EXERCISE AIM -
No picture belongs in the copy. Repeat each line below exactly.

Natural-language object grounding data
★ ★ ★ ★ ★

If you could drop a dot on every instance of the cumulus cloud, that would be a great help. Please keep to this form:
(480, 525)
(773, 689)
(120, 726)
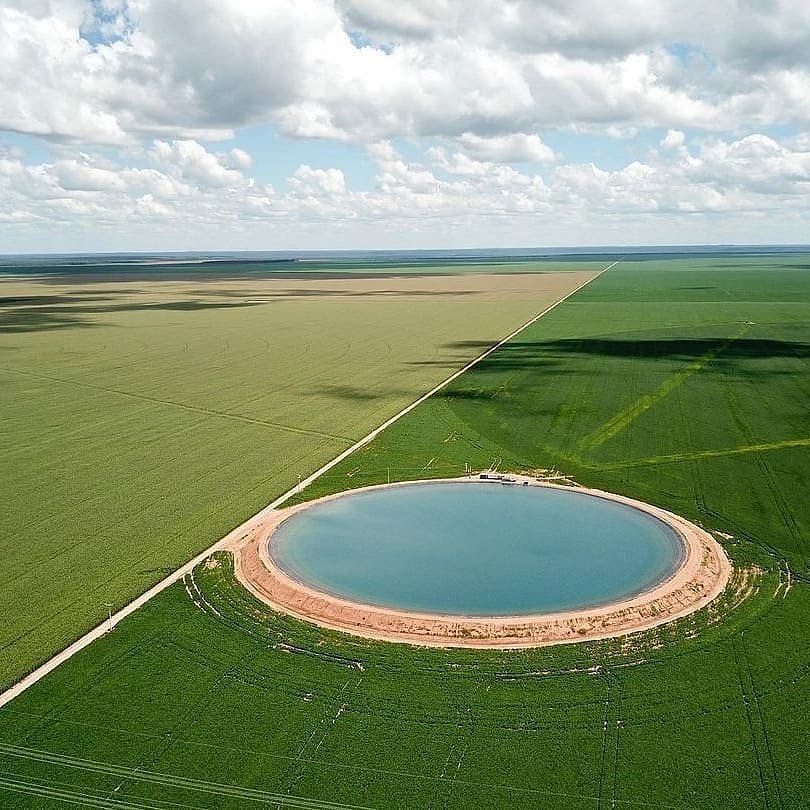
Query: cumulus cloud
(364, 70)
(188, 187)
(514, 148)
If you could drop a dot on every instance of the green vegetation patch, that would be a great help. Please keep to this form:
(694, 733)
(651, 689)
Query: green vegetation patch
(143, 422)
(206, 698)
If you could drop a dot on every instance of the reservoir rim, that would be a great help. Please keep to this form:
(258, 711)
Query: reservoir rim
(668, 520)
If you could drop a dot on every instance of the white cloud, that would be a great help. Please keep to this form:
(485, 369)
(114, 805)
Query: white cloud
(674, 139)
(515, 148)
(363, 70)
(190, 161)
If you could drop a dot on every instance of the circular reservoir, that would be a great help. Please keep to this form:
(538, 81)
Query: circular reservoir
(477, 549)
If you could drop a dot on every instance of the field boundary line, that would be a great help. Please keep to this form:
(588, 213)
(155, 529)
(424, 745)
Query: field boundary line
(253, 522)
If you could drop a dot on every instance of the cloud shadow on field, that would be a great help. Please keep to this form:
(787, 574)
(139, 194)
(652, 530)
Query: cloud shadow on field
(355, 394)
(37, 318)
(556, 356)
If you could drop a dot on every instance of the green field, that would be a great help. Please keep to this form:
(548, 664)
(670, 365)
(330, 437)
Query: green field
(682, 382)
(144, 418)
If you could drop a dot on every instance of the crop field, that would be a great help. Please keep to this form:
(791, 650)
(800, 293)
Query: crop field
(144, 418)
(681, 382)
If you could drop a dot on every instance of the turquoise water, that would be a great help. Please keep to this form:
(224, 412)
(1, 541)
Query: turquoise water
(477, 549)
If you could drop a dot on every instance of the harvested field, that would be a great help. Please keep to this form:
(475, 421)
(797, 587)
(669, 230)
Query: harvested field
(206, 698)
(144, 419)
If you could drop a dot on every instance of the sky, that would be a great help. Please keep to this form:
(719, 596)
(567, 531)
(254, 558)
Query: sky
(150, 125)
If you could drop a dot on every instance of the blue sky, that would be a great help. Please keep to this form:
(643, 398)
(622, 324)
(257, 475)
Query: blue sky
(362, 124)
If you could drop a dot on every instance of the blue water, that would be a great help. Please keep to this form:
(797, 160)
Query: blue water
(477, 549)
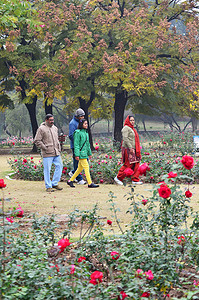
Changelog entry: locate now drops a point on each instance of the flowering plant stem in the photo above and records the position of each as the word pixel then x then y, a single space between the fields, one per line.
pixel 114 209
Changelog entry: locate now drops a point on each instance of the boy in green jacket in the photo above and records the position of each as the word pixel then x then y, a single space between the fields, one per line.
pixel 82 151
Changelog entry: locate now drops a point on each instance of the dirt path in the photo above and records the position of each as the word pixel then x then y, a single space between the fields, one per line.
pixel 32 197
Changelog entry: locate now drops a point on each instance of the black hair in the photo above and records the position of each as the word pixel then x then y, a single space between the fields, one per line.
pixel 81 122
pixel 48 116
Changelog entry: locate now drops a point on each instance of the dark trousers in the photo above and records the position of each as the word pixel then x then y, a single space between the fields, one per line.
pixel 75 166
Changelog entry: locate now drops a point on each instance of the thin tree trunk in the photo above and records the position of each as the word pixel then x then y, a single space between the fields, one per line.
pixel 31 107
pixel 119 107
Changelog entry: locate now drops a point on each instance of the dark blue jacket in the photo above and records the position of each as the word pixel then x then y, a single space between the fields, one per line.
pixel 72 127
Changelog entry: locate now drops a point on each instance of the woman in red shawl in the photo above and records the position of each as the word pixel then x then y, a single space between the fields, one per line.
pixel 131 154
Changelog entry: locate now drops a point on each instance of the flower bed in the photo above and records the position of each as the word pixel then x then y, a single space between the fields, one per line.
pixel 106 161
pixel 148 260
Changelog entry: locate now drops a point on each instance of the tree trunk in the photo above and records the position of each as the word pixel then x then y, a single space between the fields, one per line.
pixel 194 122
pixel 119 107
pixel 31 107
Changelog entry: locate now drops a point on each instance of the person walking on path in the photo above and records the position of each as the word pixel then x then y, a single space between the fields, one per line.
pixel 46 139
pixel 79 115
pixel 131 154
pixel 82 151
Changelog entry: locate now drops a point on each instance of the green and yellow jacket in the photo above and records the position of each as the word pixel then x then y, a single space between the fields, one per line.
pixel 81 144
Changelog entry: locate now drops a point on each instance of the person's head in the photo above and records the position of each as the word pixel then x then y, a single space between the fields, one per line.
pixel 80 114
pixel 49 120
pixel 83 124
pixel 132 120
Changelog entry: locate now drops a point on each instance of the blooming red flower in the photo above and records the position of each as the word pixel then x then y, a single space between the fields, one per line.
pixel 96 277
pixel 2 184
pixel 128 172
pixel 139 273
pixel 115 255
pixel 109 222
pixel 144 201
pixel 149 275
pixel 181 240
pixel 10 219
pixel 81 258
pixel 19 212
pixel 172 175
pixel 188 162
pixel 72 269
pixel 196 283
pixel 145 294
pixel 188 194
pixel 143 168
pixel 164 191
pixel 123 295
pixel 63 243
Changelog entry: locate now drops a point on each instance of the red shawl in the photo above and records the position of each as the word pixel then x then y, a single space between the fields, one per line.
pixel 137 140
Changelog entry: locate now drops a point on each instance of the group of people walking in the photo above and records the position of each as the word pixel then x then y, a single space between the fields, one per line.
pixel 47 140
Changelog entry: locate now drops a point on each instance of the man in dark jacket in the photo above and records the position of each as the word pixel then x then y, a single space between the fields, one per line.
pixel 79 114
pixel 46 139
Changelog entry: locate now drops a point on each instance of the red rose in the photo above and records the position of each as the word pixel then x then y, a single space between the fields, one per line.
pixel 145 294
pixel 143 168
pixel 81 258
pixel 123 294
pixel 109 222
pixel 149 275
pixel 181 240
pixel 139 273
pixel 188 194
pixel 2 184
pixel 63 243
pixel 172 175
pixel 115 255
pixel 188 162
pixel 164 191
pixel 128 172
pixel 144 201
pixel 96 277
pixel 19 212
pixel 72 269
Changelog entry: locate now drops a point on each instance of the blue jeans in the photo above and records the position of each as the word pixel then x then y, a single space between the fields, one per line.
pixel 47 162
pixel 75 166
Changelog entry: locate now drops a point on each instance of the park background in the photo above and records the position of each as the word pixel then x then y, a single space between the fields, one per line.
pixel 110 58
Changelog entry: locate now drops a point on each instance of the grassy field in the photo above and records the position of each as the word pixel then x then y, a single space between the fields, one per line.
pixel 33 198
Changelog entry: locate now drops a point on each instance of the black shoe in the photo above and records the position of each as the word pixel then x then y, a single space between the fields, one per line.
pixel 92 185
pixel 70 183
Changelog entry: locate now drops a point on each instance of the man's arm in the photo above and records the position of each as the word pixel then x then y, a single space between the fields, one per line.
pixel 38 139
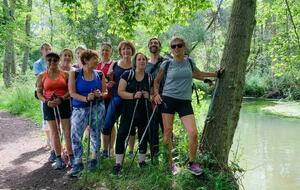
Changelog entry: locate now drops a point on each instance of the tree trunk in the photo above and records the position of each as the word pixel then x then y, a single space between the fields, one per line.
pixel 27 31
pixel 9 65
pixel 223 114
pixel 12 53
pixel 51 22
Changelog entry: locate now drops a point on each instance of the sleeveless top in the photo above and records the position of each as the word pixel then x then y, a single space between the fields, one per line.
pixel 117 73
pixel 58 86
pixel 105 68
pixel 133 86
pixel 84 87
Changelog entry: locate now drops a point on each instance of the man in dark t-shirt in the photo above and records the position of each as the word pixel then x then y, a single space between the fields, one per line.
pixel 152 68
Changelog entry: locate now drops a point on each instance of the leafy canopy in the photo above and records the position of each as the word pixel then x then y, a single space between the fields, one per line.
pixel 124 16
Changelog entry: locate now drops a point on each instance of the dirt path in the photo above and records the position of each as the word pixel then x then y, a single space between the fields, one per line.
pixel 23 159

★ ★ ★ ★ ★

OUTPUT -
If you could drop a dot on every instance of the cumulus cloud, that would be a great help. Please keep to this form:
(480, 525)
(773, 689)
(120, 726)
Query: cumulus cloud
(364, 70)
(188, 187)
(514, 148)
If you could drop a dot on every instance of the green vegetation patch, that would be a great help. Please keep to this form:
(694, 733)
(651, 689)
Query: green vegetation patch
(143, 422)
(206, 698)
If you could drop a dot on every instance of the reservoir rim, that would be a great help. Please keep to this form:
(258, 711)
Query: reservoir rim
(668, 520)
If you could drop a dot on every instance of the white cloud, that would be a great help. Please keep to this form:
(485, 369)
(114, 805)
Query: white cloud
(674, 139)
(515, 148)
(363, 70)
(190, 161)
If you could drop a dot on every instance of the circular reservoir, that would be a great help. Please keep to this form:
(538, 81)
Query: circular reservoir
(477, 549)
If you could drop a dot on every instance of the field boundary line, that would be a great help. Please keep to this form:
(588, 213)
(155, 529)
(424, 745)
Query: field boundary line
(253, 522)
If you could drop a dot on every instance of the cloud shadow on field, that would be a great help. Please keep to this form:
(787, 574)
(139, 194)
(652, 530)
Query: cloud shadow on field
(355, 394)
(37, 318)
(556, 356)
If you could drop a dot on every instance of the green field, that would be a great help. Please keep to this form:
(548, 664)
(670, 365)
(330, 437)
Query: green field
(682, 382)
(144, 418)
If you could drop a dot on every instance of the crop field, that would be a great help. Please keep to this form:
(791, 650)
(800, 293)
Query: crop field
(144, 418)
(681, 382)
If you could drop a dot on every instance of the turquoise water, that would be a great help. Please keep to this form:
(224, 412)
(1, 541)
Query: turquoise water
(477, 549)
If you could drop a dot on every instance of the harvested field, that would be a great help. Please keep to this form:
(475, 421)
(797, 587)
(669, 230)
Query: harvested field
(206, 698)
(144, 419)
If you could drop a dot on every instance of the sky, that would be a great help. Please keep to this form:
(719, 596)
(567, 531)
(254, 558)
Query: sky
(150, 125)
If you could drop a dot on every instance of the blue sky, that would be a great help. Please keep to this form:
(643, 398)
(622, 324)
(257, 475)
Query: blue sky
(362, 124)
If you could drop a dot on every instance of the blue water, that would be a great help. Please keep to this form:
(797, 160)
Query: blue water
(477, 549)
Changelog entry: locate now drops a point on each instance of the flowering plant stem in the photo above and records the position of each as the word pixel then x then y, a single space between the fields, one per line.
pixel 114 209
Changelog entry: locate now drops a point on each instance of the boy in green jacket in the photo above and records the position of each as the word pixel then x then y, a single space between the fields, one per line.
pixel 82 151
Changelog entry: locate now drops a point on each instance of the dirt path in the photo above and records the position of each as the word pixel then x then y, a single space between the fields, one per line.
pixel 32 197
Changelog entry: locate now drops a point on each instance of the black hair in the photo above and records the position of each as the word pixel then x then y, a single space between the fields, one per line.
pixel 81 122
pixel 48 116
Changelog entry: locate now drops a point on each instance of the dark trousers in the photo above and records the position of each as the word pixel then x then y, a single space between the fields, one per line.
pixel 75 166
Changelog entry: locate now drops a point on each instance of the thin tree trunk in the photo above and records the position of each as the word pixel then x then y, a single space between the fields, one per line.
pixel 31 107
pixel 119 107
Changelog entry: locate now drops a point on each instance of the dark blue jacket in the photo above and records the position of each as the word pixel then x then y, a single space between the fields, one per line.
pixel 72 127
Changelog entry: locate now drops a point on each instance of the woman in red shawl in the photo above and records the position of each as the word pixel then x then y, a single space between the fields, one per line.
pixel 131 154
Changelog entry: locate now drops a point on each instance of the flower bed in the photo above and records the position of each as the word pixel then x then y, a single space between the fields, one per line.
pixel 106 161
pixel 148 260
Changelog entry: locate now drops a point on each instance of the tree trunk in the photo above and records the position of each as the word pixel then x then y, a single space between the fields, one per line.
pixel 194 122
pixel 119 107
pixel 31 107
Changelog entry: locate now drops a point on each instance of the person walking on path in the photo above and records the position of each as the word pixel then x then y, a single space between the fields, one per line.
pixel 46 139
pixel 79 115
pixel 131 154
pixel 82 151
Changelog entry: locate now drops a point on each instance of the green and yellow jacket in the photo above and records the position of each as the word pixel then x then y, a single space between the fields, one per line.
pixel 81 144
Changelog entry: locate now drops a point on each instance of the person's head in the photo above and records the position of each as the word pixel then x then y, a single space between the fields, one per line.
pixel 80 114
pixel 49 120
pixel 83 124
pixel 132 120
Changelog entry: locate now drops a point on each instance of the blooming red flower in the photo above and records the position of each as the word pixel then x then y, a single space between the fields, one per line.
pixel 96 277
pixel 2 184
pixel 128 172
pixel 139 273
pixel 115 255
pixel 109 222
pixel 144 201
pixel 149 275
pixel 181 240
pixel 10 219
pixel 81 258
pixel 19 212
pixel 172 175
pixel 188 162
pixel 72 269
pixel 196 283
pixel 145 294
pixel 188 194
pixel 143 168
pixel 164 191
pixel 123 295
pixel 63 243
Changelog entry: locate now drops a point on each instance of the red shawl in the photo above and records the position of each as the word pixel then x then y, a single space between the fields, one per line.
pixel 137 140
Changelog entry: locate now drops a point on each instance of the group of people walking in the photo above and records the position of each as the word pixel then x then y, a single space between the fields, one per line.
pixel 47 140
Changelog entry: locate now drops a point on each instance of the man in dark jacket in the photo above and records the position of each as the word pixel then x then y, a single space between the fields, one per line.
pixel 79 114
pixel 46 139
Changelog entry: locate now drops a point on each instance of the red rose in the photo above and records the position of each as the word pixel then x then y, a single space between the fields, one per line.
pixel 145 294
pixel 143 168
pixel 81 258
pixel 123 294
pixel 109 222
pixel 149 275
pixel 181 240
pixel 139 273
pixel 188 194
pixel 2 184
pixel 63 243
pixel 172 175
pixel 115 255
pixel 188 162
pixel 164 191
pixel 128 172
pixel 144 201
pixel 96 277
pixel 19 212
pixel 72 269
Changelog entry: locate now drops a point on each instance of the blue jeans in the photo above and records the position of each as the word pixel then x then y, a single space between the fields, one per line.
pixel 47 162
pixel 75 166
Changelog entry: locate now drops a point on each instance of the park background in the photo above and records the position of each as the word pixel then x then y, a single space between the fields, one per line.
pixel 110 58
Changelog entry: locate now drops a point on each instance of the grassy field in the photo above and records the position of each as the word pixel then x then y, a single space between the fields, one per line.
pixel 33 198
Changelog entry: locate now drops a point on each instance of the black shoe in the photo above and records the position of each as the word pixel then x then y, a single space between the fields, one per line.
pixel 92 185
pixel 70 183
Changelog entry: locate now drops a point on each instance of the man's arm in the photo above and records the position of each as the word pixel then x then y, a single space between the fields, one per line.
pixel 38 139
Changelog entry: locate now drops a point on each instance of the tree trunk in the photo above and records the position of each as the word pixel then x then y, a single space between the fields, one per line.
pixel 27 31
pixel 9 65
pixel 223 114
pixel 12 53
pixel 51 22
Changelog entry: locate now drops a point on each instance of the sleeveless top in the photo above and records the position of each as the word pixel then x then y, a single space between the fields, one per line.
pixel 117 73
pixel 58 86
pixel 105 68
pixel 133 86
pixel 84 87
Changelog entry: locate now drops a point on each instance of the man in dark t-shirt in the photo above and records the position of each as the word pixel then x then y, a single space between the fields, one per line.
pixel 152 68
Changelog entry: locate now drops a point on each instance of the leafy canopy in the photo above and records the position of each as the word pixel then x then y, a single space between the fields, one per line.
pixel 124 16
Changelog entry: locate now drops a point on each instance of the dirt path in the photo above and records the position of each as the word pixel then x then y, a single space between the fields, one per line.
pixel 23 159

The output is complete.